▶ **Task brief**
In the entries below, find every line with "white" and copy it.
::::::::
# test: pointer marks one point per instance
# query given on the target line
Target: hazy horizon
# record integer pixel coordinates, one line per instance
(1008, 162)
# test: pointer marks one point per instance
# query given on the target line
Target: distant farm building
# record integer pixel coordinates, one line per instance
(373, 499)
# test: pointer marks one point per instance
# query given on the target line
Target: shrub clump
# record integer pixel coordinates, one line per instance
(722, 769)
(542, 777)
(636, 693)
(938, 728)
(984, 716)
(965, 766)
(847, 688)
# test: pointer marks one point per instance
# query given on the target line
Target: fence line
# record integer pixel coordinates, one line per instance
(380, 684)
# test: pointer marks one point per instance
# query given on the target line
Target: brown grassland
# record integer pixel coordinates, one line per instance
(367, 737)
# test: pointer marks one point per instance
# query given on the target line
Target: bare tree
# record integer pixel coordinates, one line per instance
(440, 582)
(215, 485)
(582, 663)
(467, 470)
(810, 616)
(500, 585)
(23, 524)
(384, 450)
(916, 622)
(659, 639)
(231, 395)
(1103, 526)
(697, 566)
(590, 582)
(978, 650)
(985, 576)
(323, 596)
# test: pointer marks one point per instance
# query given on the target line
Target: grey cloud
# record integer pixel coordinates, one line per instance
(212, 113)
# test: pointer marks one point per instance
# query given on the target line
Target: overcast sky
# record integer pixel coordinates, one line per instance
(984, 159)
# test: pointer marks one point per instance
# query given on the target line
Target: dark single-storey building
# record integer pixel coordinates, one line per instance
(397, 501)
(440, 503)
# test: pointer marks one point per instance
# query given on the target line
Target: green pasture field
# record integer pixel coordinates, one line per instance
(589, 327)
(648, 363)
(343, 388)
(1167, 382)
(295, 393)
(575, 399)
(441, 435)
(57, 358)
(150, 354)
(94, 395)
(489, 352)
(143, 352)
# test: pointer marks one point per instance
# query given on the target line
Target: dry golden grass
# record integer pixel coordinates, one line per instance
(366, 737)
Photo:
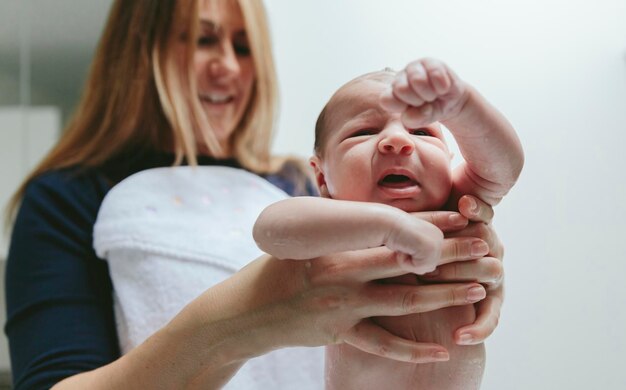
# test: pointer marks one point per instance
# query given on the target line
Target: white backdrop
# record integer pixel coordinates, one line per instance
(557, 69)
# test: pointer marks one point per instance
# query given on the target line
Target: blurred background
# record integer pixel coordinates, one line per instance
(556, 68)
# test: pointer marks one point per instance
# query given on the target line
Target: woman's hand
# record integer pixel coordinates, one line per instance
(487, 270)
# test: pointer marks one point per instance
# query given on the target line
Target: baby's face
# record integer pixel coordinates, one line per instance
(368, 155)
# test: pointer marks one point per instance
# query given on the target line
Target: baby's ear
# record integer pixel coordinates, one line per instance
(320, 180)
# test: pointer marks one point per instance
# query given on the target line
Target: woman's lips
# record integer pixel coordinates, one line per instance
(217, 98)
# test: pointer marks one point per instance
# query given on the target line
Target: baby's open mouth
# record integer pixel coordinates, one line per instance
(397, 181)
::::::::
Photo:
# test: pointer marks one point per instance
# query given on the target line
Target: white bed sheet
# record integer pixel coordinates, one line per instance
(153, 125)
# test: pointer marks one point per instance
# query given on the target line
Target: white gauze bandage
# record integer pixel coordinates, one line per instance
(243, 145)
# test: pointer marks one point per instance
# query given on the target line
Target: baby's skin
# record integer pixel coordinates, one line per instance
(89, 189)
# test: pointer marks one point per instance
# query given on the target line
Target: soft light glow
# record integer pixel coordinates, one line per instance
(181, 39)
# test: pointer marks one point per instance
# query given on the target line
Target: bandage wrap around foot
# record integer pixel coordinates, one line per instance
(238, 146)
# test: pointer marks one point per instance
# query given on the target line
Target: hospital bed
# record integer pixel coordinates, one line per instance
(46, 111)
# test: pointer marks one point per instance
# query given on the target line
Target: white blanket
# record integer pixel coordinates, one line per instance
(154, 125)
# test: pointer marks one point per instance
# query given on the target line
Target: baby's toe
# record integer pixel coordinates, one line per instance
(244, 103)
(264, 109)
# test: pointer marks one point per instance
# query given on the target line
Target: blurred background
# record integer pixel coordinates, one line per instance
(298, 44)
::::::::
▶ **Solution**
Target: white backdrop
Target: white bed sheet
Target: white gauze bandage
Target: white blanket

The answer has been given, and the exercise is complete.